◆ Do this
Rewrite the entries below, changing every "Segment" to "Outline" and leaving all other text as it is.

Labeled contour entries
[Start]
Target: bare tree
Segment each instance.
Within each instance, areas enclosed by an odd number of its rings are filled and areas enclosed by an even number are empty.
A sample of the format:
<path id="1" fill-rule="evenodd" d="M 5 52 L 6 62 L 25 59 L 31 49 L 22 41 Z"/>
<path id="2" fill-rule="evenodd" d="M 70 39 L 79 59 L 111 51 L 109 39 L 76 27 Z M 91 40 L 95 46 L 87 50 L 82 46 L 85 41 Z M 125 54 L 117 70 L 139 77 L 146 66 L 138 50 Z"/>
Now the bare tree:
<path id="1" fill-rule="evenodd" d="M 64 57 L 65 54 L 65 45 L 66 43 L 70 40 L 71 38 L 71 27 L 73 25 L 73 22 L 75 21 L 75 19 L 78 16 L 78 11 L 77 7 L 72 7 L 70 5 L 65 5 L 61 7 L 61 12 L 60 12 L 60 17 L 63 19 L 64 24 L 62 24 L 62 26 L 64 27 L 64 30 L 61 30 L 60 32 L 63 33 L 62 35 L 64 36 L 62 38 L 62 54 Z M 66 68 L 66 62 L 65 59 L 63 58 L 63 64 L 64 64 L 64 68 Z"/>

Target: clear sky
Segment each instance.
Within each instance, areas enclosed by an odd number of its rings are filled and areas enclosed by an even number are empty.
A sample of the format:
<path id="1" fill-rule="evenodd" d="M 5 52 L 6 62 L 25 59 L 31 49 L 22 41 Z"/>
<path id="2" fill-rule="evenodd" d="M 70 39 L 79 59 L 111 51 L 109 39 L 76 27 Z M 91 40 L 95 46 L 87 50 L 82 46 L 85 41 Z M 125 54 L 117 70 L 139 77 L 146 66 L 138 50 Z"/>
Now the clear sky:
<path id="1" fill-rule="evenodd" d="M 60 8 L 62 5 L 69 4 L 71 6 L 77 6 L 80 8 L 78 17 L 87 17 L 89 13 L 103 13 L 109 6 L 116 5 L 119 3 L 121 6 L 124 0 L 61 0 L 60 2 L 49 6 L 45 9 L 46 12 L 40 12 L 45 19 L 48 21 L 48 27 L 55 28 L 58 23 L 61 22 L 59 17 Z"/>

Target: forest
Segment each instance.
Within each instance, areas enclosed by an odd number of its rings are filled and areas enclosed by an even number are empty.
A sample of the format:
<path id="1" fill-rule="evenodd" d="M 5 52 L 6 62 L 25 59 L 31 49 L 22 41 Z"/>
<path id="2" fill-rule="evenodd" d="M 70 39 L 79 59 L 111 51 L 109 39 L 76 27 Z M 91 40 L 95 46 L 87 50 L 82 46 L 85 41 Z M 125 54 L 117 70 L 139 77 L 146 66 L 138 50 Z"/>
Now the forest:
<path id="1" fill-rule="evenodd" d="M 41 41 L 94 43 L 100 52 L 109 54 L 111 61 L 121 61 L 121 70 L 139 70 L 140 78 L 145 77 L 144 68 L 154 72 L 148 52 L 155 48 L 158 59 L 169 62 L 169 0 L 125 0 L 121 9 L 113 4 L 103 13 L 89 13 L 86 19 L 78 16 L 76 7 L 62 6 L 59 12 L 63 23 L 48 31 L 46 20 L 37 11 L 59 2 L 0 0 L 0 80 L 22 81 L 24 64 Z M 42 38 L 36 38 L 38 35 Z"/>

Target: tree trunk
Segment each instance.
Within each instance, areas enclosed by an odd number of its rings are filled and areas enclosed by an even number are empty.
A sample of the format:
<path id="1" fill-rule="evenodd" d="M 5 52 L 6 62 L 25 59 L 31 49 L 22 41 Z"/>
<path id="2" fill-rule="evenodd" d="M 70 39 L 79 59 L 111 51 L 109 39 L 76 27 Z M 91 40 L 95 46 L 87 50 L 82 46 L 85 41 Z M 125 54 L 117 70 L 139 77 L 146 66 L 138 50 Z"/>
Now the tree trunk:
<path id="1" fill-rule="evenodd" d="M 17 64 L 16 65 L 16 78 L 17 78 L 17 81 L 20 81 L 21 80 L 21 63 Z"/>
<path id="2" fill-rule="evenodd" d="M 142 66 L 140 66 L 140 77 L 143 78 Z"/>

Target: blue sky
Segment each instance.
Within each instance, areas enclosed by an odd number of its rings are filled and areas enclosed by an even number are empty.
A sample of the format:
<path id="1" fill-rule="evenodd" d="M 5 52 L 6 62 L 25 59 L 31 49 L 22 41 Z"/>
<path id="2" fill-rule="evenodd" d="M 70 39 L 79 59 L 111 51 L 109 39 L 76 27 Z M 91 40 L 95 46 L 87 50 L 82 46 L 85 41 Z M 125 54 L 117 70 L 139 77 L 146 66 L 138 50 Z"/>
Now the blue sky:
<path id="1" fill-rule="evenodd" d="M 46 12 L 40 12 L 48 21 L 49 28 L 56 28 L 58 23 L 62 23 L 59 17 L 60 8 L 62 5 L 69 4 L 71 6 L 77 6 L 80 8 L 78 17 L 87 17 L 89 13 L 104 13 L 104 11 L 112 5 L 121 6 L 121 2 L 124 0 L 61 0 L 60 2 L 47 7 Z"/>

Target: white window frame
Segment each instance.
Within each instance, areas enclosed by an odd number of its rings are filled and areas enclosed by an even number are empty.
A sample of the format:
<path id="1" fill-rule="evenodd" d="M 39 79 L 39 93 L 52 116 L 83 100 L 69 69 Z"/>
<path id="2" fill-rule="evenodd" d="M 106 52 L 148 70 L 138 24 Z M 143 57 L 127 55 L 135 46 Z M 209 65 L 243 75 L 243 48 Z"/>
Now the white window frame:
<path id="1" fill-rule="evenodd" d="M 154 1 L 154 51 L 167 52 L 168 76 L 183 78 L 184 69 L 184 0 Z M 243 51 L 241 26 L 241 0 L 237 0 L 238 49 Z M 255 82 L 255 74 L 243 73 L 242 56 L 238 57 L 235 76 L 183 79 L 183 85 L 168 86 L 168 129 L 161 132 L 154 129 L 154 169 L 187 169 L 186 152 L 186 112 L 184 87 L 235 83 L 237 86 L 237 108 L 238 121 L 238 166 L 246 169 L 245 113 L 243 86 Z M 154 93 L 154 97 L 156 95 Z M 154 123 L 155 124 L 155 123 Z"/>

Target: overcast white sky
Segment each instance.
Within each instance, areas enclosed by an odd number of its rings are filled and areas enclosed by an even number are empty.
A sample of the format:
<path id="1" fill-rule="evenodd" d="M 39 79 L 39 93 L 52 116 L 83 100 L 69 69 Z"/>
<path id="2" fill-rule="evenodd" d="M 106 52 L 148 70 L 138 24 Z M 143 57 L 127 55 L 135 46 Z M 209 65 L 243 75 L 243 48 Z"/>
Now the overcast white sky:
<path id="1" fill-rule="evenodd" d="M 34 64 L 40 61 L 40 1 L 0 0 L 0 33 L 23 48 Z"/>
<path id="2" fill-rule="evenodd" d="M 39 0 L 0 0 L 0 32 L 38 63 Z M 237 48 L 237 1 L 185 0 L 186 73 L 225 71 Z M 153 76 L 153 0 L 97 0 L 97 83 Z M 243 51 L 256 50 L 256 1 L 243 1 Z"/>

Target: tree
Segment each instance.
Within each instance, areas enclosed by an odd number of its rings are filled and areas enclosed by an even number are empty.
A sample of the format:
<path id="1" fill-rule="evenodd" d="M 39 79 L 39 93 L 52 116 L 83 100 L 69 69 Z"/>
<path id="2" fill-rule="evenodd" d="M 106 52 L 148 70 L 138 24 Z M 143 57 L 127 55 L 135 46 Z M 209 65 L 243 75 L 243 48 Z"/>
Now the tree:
[End]
◆ Full output
Target: bare tree
Outline each instance.
Within each instance, areas enclosed by an odd number of its rings are filled and areas enclosed by an even number are empty.
A sample of the format:
<path id="1" fill-rule="evenodd" d="M 5 52 L 6 62 L 25 59 L 31 49 L 22 41 Z"/>
<path id="2" fill-rule="evenodd" d="M 70 39 L 79 59 L 111 51 L 109 39 L 76 27 Z M 91 40 L 95 46 L 87 50 L 82 46 L 85 41 Z M 125 54 L 117 70 L 139 77 L 146 66 L 138 50 Z"/>
Now the bare tree:
<path id="1" fill-rule="evenodd" d="M 64 57 L 65 54 L 65 45 L 66 43 L 70 40 L 71 38 L 71 27 L 73 25 L 73 22 L 75 21 L 75 19 L 78 16 L 78 11 L 77 7 L 72 7 L 70 5 L 65 5 L 61 7 L 61 12 L 60 12 L 60 17 L 63 19 L 64 24 L 62 24 L 62 26 L 64 27 L 64 30 L 61 30 L 60 32 L 63 33 L 62 35 L 64 36 L 62 38 L 62 54 Z M 66 68 L 66 62 L 65 59 L 63 58 L 63 64 L 64 64 L 64 68 Z"/>

Target: clear sky
Outline each instance.
Within each instance, areas enclosed by an odd number of its rings are filled and areas enclosed by an even number are empty.
A sample of the format:
<path id="1" fill-rule="evenodd" d="M 5 52 L 6 62 L 25 59 L 31 49 L 22 41 Z"/>
<path id="2" fill-rule="evenodd" d="M 70 39 L 79 59 L 111 51 L 109 39 L 76 27 Z M 91 40 L 95 46 L 87 50 L 82 46 L 85 41 Z M 125 54 L 117 70 L 139 77 L 146 66 L 138 50 Z"/>
Now the clear sky:
<path id="1" fill-rule="evenodd" d="M 60 8 L 62 5 L 69 4 L 71 6 L 77 6 L 80 8 L 78 17 L 87 17 L 89 13 L 103 13 L 109 6 L 116 5 L 119 3 L 121 6 L 124 0 L 61 0 L 60 2 L 49 6 L 45 9 L 46 12 L 40 12 L 45 19 L 48 21 L 48 27 L 55 28 L 58 23 L 61 22 L 59 17 Z"/>

Target: forest
Outline each instance.
Within each instance, areas enclosed by an odd number of its rings are filled and areas enclosed by an even number are empty.
A sample of the format:
<path id="1" fill-rule="evenodd" d="M 5 52 L 6 62 L 25 59 L 31 49 L 22 41 Z"/>
<path id="2" fill-rule="evenodd" d="M 70 39 L 79 59 L 111 51 L 109 39 L 76 27 Z M 91 40 L 95 46 L 87 50 L 82 46 L 85 41 Z M 125 54 L 117 70 L 139 77 L 146 66 L 138 50 Z"/>
Now the forest:
<path id="1" fill-rule="evenodd" d="M 41 41 L 94 43 L 100 52 L 109 54 L 111 61 L 121 61 L 121 70 L 139 70 L 140 78 L 145 77 L 144 68 L 154 72 L 148 52 L 155 48 L 158 59 L 169 62 L 169 0 L 125 0 L 121 9 L 113 4 L 103 13 L 89 13 L 86 19 L 78 16 L 76 7 L 62 6 L 59 12 L 63 23 L 48 31 L 46 20 L 37 11 L 59 2 L 0 0 L 0 80 L 22 81 L 24 64 Z M 42 38 L 36 38 L 38 35 Z"/>

Target: tree trunk
Outline each instance.
Within each instance, areas enclosed by an odd number of its rings are filled and areas enclosed by an even number are empty.
A sample of the format:
<path id="1" fill-rule="evenodd" d="M 5 52 L 6 62 L 25 59 L 31 49 L 22 41 Z"/>
<path id="2" fill-rule="evenodd" d="M 70 39 L 79 59 L 111 51 L 109 39 L 76 27 Z M 91 40 L 95 46 L 87 50 L 82 46 L 85 41 Z M 125 54 L 117 70 L 139 77 L 146 66 L 138 50 Z"/>
Now the tree trunk:
<path id="1" fill-rule="evenodd" d="M 17 64 L 16 65 L 16 78 L 17 78 L 17 81 L 20 81 L 21 80 L 21 63 Z"/>
<path id="2" fill-rule="evenodd" d="M 142 66 L 140 66 L 140 77 L 143 78 Z"/>

Target: blue sky
Outline each instance.
Within each instance, areas enclosed by an odd number of its rings are filled and areas enclosed by an even number are empty.
A sample of the format:
<path id="1" fill-rule="evenodd" d="M 5 52 L 6 62 L 25 59 L 31 49 L 22 41 Z"/>
<path id="2" fill-rule="evenodd" d="M 70 39 L 79 59 L 111 51 L 109 39 L 76 27 Z M 91 40 L 95 46 L 87 50 L 82 46 L 85 41 Z M 125 54 L 117 70 L 139 77 L 146 66 L 138 50 Z"/>
Now the blue sky:
<path id="1" fill-rule="evenodd" d="M 46 12 L 40 12 L 48 21 L 49 28 L 56 28 L 58 23 L 62 23 L 59 17 L 60 8 L 62 5 L 69 4 L 71 6 L 77 6 L 80 8 L 78 17 L 87 17 L 89 13 L 104 13 L 104 11 L 112 5 L 121 6 L 121 2 L 124 0 L 61 0 L 60 2 L 47 7 Z"/>

Target: white window frame
Outline each instance.
Within each instance, areas enclosed by an odd number of its rings are filled and areas enclosed by an even number are empty.
A sample of the format:
<path id="1" fill-rule="evenodd" d="M 39 79 L 39 93 L 52 116 L 83 100 L 69 69 Z"/>
<path id="2" fill-rule="evenodd" d="M 106 52 L 148 70 L 138 24 Z M 143 57 L 127 55 L 135 46 Z M 209 65 L 243 75 L 243 48 Z"/>
Now the white window frame:
<path id="1" fill-rule="evenodd" d="M 154 1 L 154 51 L 167 52 L 168 76 L 183 78 L 184 69 L 184 0 Z M 243 51 L 241 26 L 241 0 L 237 0 L 238 49 Z M 255 82 L 255 74 L 243 73 L 242 56 L 238 57 L 235 76 L 183 79 L 183 85 L 168 86 L 168 129 L 161 132 L 154 129 L 154 169 L 187 169 L 186 152 L 186 112 L 184 87 L 235 83 L 237 86 L 237 108 L 238 121 L 238 166 L 246 169 L 245 113 L 243 86 Z M 154 93 L 154 97 L 156 95 Z M 154 123 L 155 124 L 155 123 Z"/>

Target: overcast white sky
Outline each instance.
Within each instance, areas enclosed by an odd number of its rings are filled and areas enclosed by an even number are empty.
A sample of the format:
<path id="1" fill-rule="evenodd" d="M 39 79 L 39 93 L 52 116 L 83 100 L 69 69 Z"/>
<path id="2" fill-rule="evenodd" d="M 106 52 L 148 70 L 138 24 Z M 143 57 L 127 55 L 135 46 Z M 209 65 L 243 75 L 243 48 Z"/>
Now the overcast white sky:
<path id="1" fill-rule="evenodd" d="M 34 64 L 40 61 L 40 1 L 0 0 L 0 33 L 23 48 Z"/>
<path id="2" fill-rule="evenodd" d="M 39 0 L 0 0 L 0 32 L 38 63 Z M 237 48 L 237 1 L 185 0 L 186 73 L 225 71 Z M 153 76 L 153 0 L 97 0 L 97 83 Z M 243 51 L 256 50 L 256 1 L 243 1 Z"/>

Target: tree
Outline each instance.
Within each instance, areas enclosed by an odd number of its rings are filled and areas enclosed by an even number are empty.
A sample of the format:
<path id="1" fill-rule="evenodd" d="M 39 79 L 39 93 L 52 116 L 83 100 L 69 69 Z"/>
<path id="2" fill-rule="evenodd" d="M 106 52 L 148 70 L 138 24 Z M 143 57 L 127 55 L 135 46 Z M 209 65 L 243 75 L 243 48 Z"/>
Now the tree:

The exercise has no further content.